# START OF Record set
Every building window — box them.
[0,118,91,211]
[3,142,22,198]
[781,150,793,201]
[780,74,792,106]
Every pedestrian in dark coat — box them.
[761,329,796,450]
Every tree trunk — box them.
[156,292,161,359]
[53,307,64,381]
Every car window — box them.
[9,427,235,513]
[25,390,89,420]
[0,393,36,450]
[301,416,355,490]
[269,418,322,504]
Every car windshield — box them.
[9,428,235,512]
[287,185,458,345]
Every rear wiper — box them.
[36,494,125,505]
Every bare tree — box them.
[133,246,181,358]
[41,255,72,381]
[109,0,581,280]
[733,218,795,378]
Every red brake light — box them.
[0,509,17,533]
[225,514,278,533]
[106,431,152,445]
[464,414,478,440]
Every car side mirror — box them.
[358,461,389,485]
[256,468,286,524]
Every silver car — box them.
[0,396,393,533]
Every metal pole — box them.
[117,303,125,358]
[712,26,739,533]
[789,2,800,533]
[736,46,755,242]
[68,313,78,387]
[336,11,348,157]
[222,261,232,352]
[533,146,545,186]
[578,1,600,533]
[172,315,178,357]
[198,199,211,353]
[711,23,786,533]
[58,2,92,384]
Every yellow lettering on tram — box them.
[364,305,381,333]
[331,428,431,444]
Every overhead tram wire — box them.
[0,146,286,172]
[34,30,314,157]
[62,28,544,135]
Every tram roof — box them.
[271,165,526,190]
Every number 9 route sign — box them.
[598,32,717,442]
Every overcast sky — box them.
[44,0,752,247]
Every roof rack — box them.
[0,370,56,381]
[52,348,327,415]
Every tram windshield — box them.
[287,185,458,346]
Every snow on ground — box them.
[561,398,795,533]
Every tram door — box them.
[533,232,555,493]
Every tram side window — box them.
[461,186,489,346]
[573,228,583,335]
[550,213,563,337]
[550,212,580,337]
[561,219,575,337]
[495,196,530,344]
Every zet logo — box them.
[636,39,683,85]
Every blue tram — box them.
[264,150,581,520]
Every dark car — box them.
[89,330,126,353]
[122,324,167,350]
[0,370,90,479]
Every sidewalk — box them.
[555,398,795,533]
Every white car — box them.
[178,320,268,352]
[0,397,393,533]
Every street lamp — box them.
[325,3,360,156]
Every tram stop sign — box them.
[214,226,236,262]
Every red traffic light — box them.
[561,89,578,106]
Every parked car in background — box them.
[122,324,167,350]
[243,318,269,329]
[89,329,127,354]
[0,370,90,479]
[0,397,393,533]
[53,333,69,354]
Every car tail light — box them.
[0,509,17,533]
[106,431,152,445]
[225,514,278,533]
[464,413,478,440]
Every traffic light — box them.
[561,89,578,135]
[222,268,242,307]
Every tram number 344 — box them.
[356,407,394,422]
# END OF Record set
▸ Exercise
Gather every line of the data above that contains the string "number", and copy each one as it appears.

▸ Result of this task
Every number 9 route sign — box them.
Every tram number 344 — box them.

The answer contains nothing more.